-- Records to process start --
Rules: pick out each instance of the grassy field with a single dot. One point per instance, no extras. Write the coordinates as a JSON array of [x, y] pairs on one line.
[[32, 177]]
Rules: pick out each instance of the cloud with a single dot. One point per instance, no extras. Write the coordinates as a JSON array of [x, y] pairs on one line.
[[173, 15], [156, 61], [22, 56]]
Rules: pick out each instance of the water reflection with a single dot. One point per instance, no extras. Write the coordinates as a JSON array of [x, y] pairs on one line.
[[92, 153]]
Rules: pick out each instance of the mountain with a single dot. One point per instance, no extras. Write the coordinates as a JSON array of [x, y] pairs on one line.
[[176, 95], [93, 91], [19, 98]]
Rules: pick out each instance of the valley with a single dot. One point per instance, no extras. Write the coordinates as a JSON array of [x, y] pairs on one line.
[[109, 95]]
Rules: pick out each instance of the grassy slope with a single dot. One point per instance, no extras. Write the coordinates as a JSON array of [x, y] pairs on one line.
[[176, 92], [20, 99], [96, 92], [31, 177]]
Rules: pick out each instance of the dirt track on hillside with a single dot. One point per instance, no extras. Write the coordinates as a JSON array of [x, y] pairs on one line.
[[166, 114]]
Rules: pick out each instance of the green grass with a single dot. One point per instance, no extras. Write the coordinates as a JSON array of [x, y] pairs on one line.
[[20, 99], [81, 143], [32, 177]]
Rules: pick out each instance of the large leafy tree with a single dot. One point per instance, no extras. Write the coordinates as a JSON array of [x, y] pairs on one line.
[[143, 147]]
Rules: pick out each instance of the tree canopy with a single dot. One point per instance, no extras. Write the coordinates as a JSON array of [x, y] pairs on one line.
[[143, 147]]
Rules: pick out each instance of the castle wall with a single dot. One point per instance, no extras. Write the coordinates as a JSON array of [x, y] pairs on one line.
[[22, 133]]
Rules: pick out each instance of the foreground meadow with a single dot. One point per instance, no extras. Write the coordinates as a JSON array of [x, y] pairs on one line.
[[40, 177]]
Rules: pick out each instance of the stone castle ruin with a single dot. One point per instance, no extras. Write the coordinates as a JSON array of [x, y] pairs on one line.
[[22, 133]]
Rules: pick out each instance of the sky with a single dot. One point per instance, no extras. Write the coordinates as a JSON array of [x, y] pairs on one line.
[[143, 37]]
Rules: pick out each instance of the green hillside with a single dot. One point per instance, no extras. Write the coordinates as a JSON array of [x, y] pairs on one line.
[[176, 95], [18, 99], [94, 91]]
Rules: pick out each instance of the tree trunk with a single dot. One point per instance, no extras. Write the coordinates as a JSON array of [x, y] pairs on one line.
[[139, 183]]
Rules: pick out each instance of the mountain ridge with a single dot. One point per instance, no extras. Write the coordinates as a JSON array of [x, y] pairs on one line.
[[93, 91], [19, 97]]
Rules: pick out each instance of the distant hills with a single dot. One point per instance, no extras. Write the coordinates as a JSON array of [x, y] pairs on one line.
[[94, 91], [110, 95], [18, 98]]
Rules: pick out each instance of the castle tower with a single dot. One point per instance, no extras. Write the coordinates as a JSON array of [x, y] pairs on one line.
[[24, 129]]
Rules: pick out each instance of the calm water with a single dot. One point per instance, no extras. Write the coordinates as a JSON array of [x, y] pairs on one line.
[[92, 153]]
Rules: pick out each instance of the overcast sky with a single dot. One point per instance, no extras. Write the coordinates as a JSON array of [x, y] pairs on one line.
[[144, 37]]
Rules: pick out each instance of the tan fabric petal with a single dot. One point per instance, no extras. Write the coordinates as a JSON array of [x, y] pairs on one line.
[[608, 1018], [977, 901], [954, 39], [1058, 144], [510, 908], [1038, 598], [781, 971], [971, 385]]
-- Records to process end --
-- Records to process start --
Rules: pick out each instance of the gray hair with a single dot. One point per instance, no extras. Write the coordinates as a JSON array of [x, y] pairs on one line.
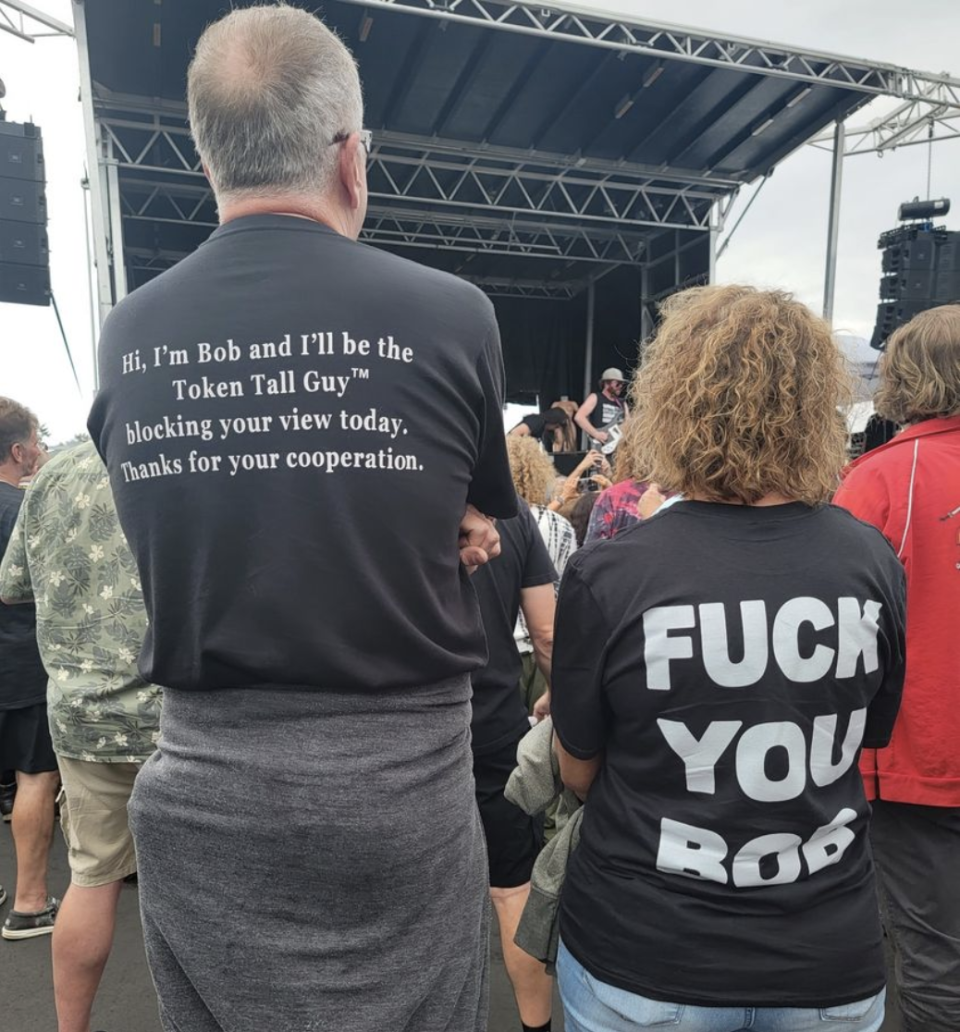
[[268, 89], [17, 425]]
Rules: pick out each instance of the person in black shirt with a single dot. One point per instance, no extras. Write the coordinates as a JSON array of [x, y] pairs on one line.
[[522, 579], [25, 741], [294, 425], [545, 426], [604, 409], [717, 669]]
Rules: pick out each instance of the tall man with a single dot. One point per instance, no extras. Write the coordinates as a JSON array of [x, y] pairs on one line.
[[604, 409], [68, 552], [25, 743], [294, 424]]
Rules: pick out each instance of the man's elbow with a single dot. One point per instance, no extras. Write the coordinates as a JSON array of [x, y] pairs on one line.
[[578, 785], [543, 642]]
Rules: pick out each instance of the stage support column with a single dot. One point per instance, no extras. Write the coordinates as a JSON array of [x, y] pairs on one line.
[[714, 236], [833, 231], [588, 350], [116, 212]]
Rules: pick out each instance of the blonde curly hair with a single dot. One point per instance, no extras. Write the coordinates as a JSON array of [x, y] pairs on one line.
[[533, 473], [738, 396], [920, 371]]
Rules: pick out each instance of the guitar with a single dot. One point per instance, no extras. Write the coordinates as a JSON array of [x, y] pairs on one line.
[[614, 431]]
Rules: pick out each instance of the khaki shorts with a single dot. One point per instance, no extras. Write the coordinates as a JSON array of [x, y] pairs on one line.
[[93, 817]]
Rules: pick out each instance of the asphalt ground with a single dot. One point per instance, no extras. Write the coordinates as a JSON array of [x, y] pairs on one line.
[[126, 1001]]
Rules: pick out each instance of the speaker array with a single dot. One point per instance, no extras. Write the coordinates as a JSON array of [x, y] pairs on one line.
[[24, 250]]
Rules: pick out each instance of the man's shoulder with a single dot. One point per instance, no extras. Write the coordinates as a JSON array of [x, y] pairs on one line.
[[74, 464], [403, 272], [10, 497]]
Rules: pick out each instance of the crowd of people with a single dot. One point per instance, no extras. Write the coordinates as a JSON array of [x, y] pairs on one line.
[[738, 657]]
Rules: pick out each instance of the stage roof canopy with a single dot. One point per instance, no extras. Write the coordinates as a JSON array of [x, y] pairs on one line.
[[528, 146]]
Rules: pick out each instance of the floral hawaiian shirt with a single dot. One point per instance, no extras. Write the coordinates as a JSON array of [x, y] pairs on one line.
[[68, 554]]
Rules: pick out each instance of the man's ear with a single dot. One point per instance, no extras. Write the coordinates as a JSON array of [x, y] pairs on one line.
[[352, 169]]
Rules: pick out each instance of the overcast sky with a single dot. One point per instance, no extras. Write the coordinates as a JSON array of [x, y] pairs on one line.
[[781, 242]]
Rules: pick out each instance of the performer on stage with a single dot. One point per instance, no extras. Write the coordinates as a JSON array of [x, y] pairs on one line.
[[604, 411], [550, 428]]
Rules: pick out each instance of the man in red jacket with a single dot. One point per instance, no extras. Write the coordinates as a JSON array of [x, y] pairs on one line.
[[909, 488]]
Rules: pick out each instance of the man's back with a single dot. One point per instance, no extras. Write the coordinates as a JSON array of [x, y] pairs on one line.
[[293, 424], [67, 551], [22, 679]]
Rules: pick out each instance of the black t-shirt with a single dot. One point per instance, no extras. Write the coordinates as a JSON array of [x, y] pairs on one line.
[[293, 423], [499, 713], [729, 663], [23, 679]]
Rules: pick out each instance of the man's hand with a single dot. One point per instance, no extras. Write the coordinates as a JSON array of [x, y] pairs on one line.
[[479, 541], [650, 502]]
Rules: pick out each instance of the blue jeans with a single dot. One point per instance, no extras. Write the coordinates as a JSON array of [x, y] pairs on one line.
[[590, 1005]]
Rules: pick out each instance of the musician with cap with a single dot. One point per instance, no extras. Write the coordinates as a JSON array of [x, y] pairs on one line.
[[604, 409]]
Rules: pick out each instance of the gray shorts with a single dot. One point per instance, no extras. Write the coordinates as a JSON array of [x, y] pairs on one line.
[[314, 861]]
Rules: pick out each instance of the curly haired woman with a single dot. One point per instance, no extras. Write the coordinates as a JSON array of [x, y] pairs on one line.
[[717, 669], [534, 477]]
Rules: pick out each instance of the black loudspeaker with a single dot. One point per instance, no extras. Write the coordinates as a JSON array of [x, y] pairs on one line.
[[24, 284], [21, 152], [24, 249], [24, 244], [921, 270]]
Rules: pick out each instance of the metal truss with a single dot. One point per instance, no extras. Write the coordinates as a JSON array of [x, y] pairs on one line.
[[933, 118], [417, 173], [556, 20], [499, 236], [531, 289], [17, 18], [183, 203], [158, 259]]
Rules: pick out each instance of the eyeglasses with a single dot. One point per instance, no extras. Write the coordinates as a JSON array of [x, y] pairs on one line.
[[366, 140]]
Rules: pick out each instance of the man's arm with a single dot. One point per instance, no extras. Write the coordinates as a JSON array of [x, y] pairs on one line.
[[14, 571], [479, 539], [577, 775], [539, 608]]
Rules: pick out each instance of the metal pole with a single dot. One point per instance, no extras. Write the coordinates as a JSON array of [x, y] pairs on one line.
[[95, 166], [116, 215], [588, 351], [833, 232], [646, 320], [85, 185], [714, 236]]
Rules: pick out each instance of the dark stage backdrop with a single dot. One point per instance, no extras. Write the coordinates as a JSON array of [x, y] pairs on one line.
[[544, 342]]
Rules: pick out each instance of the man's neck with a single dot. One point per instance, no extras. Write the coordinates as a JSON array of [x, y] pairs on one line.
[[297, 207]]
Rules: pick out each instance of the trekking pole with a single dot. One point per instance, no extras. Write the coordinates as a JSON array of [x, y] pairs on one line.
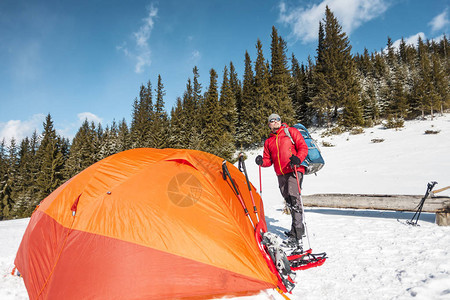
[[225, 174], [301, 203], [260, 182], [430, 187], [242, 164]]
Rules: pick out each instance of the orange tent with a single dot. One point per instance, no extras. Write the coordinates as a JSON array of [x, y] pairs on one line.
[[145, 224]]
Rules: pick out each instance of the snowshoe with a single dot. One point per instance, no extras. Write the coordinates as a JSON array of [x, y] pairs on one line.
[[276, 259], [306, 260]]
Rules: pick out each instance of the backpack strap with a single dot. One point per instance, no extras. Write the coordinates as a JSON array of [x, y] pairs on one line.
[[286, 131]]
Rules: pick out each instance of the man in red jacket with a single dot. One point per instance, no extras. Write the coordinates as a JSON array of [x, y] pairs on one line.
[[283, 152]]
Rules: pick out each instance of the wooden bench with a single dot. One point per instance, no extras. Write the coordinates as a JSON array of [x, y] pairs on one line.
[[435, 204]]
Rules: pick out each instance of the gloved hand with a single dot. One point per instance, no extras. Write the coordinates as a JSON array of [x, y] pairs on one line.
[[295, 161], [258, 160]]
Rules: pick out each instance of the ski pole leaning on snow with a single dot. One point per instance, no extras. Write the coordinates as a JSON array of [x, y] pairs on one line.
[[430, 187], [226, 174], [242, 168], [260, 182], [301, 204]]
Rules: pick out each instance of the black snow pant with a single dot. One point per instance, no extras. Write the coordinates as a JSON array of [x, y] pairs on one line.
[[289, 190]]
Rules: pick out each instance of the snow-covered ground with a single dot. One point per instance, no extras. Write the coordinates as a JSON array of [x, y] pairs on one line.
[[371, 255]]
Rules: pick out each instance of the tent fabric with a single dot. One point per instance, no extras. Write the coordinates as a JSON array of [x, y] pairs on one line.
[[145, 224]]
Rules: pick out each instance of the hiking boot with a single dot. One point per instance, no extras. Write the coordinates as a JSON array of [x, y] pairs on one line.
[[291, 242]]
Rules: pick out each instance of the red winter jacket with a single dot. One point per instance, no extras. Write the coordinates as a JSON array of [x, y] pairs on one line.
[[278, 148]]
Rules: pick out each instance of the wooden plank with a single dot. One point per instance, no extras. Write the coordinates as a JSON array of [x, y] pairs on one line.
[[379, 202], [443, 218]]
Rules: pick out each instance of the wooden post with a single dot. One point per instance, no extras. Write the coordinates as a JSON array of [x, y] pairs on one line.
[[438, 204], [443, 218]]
-- Records to process end --
== What to do ==
Rewrite the stretch of records from the line containing "Rules: pick out each instance of the grassy field" through the line containing "[[109, 95]]" as a Markdown table with columns Row and Line. Number each row and leave out blank lines.

== Result of this exercise ==
| Row | Line |
|---|---|
| 1 | Rules: pick out each instance of the grassy field with a single dot. One point per instance, no extras. Write the coordinates as a JSON array of [x, y] pairs on one line. |
| 2 | [[32, 177]] |
| 3 | Rules: pick out each instance of the cloud with a single dot. One point per instance, no extras. Write the coordinates as a JSON array of [x, y] pairs on one line. |
| 4 | [[173, 15], [156, 61], [22, 56]] |
| 5 | Rules: pick out each instance of the water reflection with a single dot. One point per instance, no extras. Write the coordinates as a JSON array of [x, y] pairs on one line. |
| 6 | [[92, 153]] |
| 7 | Rules: pick out each instance of the mountain with a single dot. One point per instance, no extras. Write the coordinates as a JSON array of [x, y] pairs on one line. |
| 8 | [[176, 95], [93, 91], [19, 98]] |
| 9 | Rules: pick out each instance of the valley with a single dot. One point per instance, no extras. Write the coordinates as a JSON array of [x, y] pairs on one line. |
| 10 | [[109, 95]] |